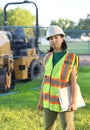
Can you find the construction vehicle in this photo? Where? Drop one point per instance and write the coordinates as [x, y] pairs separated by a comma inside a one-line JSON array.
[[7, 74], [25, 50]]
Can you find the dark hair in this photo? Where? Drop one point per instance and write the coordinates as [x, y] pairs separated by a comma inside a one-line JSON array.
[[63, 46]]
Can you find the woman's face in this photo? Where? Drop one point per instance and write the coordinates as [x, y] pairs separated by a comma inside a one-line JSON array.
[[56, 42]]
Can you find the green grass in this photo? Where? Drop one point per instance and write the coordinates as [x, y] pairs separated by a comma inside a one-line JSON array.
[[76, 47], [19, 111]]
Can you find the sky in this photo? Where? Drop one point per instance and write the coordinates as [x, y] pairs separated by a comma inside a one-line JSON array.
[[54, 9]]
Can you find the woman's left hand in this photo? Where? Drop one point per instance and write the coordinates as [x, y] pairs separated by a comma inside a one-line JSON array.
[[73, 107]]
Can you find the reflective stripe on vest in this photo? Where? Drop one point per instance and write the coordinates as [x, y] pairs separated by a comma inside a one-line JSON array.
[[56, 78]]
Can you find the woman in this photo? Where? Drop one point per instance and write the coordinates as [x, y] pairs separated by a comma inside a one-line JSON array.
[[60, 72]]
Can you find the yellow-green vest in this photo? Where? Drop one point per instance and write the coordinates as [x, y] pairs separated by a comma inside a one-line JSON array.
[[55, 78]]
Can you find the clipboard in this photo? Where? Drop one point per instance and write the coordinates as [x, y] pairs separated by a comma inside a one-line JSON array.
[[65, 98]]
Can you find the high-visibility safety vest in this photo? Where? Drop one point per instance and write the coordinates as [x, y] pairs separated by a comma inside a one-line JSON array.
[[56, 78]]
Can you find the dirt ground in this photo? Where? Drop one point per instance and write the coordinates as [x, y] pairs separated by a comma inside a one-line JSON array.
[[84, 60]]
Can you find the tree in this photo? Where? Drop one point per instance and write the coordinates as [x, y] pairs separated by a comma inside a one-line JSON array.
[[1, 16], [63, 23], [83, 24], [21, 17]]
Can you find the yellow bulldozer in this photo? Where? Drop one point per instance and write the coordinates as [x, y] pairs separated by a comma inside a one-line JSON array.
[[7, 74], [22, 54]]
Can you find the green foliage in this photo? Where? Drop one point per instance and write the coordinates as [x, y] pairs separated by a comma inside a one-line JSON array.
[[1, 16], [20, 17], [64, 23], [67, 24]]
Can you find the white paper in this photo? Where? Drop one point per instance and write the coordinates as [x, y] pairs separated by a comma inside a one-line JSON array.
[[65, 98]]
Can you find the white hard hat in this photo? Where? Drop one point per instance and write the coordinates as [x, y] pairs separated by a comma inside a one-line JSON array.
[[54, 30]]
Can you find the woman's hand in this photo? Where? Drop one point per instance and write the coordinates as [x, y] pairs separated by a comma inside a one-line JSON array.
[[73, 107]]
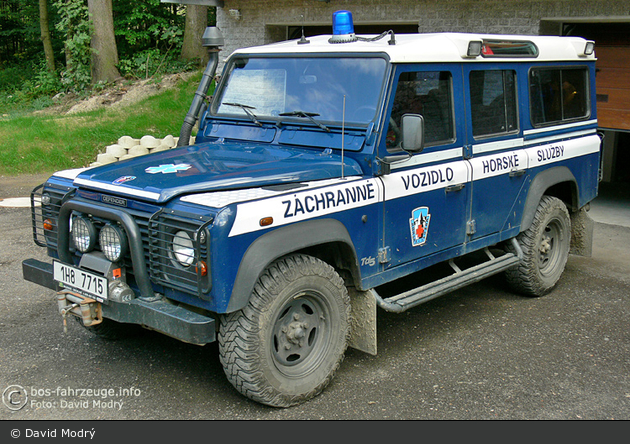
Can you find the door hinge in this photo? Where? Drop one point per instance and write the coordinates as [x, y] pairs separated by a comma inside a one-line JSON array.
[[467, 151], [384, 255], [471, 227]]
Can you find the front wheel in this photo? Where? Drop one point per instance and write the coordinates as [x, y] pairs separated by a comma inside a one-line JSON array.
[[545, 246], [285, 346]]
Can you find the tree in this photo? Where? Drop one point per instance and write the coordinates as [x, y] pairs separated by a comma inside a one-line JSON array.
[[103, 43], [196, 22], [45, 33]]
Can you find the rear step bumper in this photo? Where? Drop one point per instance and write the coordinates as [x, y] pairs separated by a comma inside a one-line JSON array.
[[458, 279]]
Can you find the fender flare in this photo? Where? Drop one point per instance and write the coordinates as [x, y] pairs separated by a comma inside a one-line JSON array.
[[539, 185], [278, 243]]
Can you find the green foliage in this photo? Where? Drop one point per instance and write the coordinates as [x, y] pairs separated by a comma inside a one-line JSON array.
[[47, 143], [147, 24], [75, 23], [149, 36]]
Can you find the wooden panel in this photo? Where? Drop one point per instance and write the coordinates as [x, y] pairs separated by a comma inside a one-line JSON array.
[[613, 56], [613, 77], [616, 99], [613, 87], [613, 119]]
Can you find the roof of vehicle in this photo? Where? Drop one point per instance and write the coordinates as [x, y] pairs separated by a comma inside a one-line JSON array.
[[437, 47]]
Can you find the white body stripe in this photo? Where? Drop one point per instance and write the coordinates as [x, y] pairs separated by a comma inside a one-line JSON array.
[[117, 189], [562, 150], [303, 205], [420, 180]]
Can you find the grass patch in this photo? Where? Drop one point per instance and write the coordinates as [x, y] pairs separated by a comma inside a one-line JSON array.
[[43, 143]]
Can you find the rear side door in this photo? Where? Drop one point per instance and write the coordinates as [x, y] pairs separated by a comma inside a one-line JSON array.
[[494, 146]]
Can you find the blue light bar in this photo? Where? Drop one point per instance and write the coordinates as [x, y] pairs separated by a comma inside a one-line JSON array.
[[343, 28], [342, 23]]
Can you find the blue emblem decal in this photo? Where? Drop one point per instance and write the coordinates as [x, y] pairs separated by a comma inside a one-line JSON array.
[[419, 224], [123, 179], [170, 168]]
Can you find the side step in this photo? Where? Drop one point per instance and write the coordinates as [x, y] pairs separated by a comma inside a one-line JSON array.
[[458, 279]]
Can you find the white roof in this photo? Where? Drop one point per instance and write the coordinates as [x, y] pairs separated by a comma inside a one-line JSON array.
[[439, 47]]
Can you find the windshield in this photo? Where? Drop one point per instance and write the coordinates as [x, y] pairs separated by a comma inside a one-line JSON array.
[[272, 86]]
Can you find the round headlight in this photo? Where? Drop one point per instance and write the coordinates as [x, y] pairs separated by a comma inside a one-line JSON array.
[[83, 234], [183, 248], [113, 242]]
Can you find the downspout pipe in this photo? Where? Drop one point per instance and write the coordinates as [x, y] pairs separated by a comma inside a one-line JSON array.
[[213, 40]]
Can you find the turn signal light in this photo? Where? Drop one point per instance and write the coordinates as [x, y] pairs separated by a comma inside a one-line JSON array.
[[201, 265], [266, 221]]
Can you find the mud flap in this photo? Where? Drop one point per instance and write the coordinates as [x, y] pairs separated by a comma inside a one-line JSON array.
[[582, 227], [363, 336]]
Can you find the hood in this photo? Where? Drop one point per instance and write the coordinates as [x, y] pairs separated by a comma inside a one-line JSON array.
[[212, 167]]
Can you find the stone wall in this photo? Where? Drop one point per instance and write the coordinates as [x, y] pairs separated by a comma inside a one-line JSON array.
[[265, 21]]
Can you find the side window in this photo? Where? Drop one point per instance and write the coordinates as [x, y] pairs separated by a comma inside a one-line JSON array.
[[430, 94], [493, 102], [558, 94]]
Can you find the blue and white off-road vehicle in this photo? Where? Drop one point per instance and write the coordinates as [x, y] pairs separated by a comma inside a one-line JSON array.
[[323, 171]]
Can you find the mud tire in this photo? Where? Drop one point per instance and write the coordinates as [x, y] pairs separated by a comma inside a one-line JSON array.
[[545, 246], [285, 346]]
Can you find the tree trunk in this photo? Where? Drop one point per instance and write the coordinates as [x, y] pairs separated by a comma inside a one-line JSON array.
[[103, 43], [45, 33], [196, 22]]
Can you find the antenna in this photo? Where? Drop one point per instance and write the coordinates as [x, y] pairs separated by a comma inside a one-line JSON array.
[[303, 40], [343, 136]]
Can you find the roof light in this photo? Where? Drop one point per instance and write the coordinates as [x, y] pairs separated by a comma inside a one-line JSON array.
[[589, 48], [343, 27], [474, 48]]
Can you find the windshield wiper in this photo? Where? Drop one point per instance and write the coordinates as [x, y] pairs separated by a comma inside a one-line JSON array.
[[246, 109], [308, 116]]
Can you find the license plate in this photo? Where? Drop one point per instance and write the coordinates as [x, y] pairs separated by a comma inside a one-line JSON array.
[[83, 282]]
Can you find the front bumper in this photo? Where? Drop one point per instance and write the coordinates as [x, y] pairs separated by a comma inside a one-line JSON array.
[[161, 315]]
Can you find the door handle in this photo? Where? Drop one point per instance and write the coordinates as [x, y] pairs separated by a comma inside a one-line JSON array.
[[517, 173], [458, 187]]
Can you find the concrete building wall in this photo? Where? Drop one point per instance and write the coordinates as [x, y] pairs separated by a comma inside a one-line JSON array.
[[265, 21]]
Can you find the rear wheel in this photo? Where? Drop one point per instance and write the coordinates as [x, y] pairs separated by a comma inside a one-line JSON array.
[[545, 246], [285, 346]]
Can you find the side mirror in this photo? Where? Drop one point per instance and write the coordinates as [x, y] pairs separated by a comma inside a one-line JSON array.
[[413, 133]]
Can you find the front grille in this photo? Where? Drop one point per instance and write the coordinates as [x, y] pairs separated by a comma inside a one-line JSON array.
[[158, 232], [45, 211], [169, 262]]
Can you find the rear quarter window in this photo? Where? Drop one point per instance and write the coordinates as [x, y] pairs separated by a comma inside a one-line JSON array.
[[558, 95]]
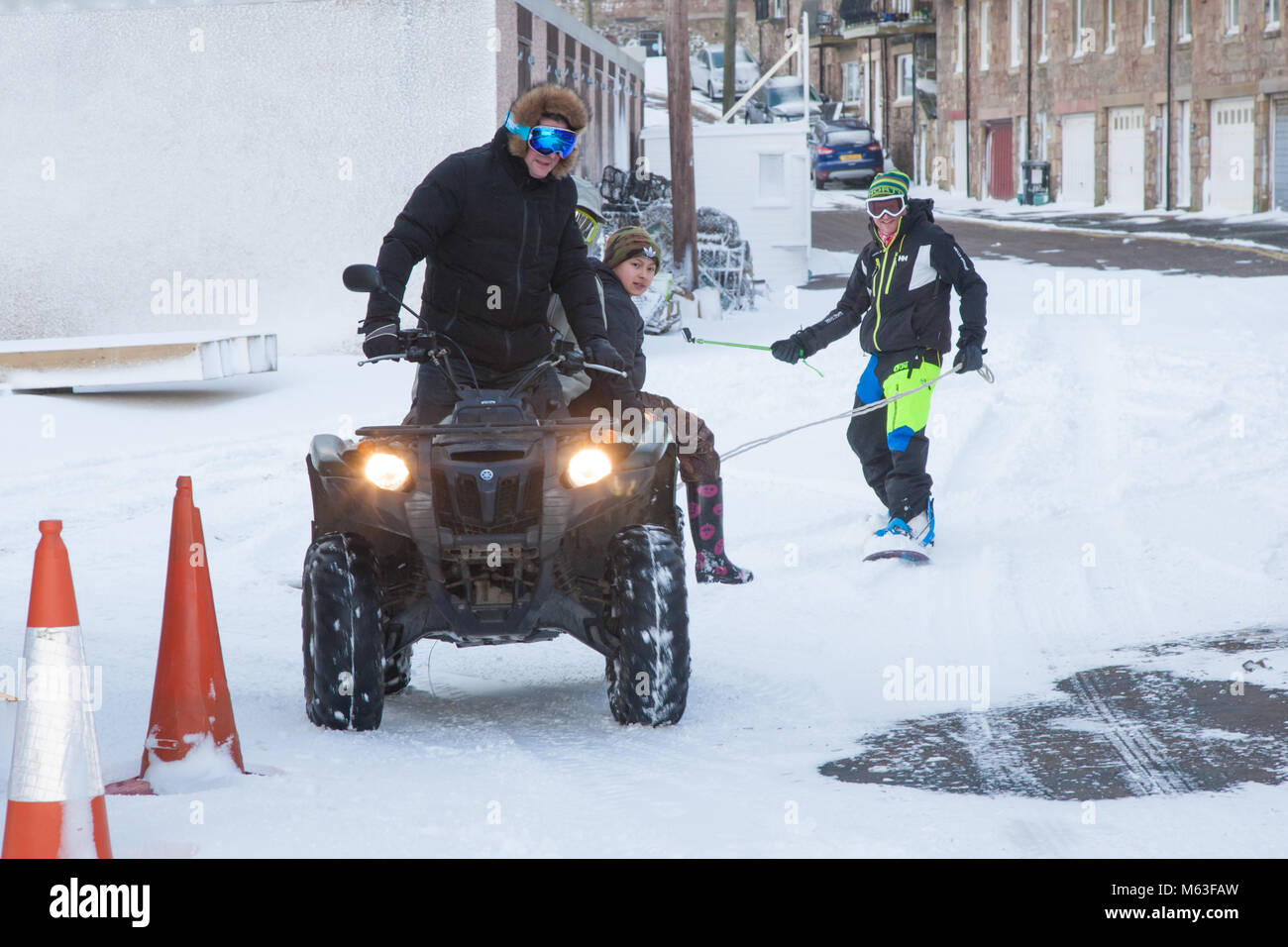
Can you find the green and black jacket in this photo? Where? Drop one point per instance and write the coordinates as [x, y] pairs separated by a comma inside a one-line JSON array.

--

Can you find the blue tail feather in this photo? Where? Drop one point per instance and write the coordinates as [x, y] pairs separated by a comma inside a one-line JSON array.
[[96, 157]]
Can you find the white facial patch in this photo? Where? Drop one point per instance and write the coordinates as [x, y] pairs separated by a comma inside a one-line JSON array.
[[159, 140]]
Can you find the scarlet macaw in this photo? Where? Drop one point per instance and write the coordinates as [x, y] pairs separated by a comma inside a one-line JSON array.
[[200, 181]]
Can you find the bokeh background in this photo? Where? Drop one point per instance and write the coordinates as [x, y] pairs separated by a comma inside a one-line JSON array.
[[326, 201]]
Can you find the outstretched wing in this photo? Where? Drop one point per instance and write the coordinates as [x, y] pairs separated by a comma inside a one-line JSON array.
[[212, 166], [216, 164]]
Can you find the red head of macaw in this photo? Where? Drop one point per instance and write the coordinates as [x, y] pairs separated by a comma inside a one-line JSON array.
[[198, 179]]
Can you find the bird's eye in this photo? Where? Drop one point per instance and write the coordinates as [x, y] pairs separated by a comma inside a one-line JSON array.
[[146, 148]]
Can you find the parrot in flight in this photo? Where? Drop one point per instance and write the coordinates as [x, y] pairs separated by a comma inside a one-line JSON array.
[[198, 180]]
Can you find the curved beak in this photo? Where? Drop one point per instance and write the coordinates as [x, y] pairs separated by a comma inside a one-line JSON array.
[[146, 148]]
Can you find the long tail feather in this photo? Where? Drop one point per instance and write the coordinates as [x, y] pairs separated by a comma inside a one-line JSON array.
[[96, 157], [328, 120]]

## TO DO
Write out again the rows starting at the line that contains "Can you find the concrete" and ending at the line that contains "[[558, 95]]", keeping every line, and add 56 to each coordinate in the answers.

## COMPLETED EXERCISE
Can you find the concrete building wall in this photo? Where? Drop one point per instance and write the coordinates as [x, y] pairs separated by a comma inside a one-line JSON array.
[[321, 77]]
Can you find the rear wheel in this photo? Where? Drop one point per instance and write the coordinates as [x, y] pairs separated by a comma inside a one-line JSON array.
[[601, 302], [341, 402]]
Can you find the side mirror in this photo? Where? Drop one point per instance and write the coordinates as [x, y] pairs separated by a comma inside a one-line JSON array.
[[469, 189]]
Can you find the front grille in this photo? Where? Drop one point per instance and write the coordinates as [x, y] pairs separated by a comma inside a one-line JSON array.
[[214, 288], [101, 267], [225, 318]]
Can you find the rear quarter window in this photo? Where? Drop one point per instance and write the coordinates as [x, y] pairs separated by a comma inside a one-line JSON array.
[[614, 151]]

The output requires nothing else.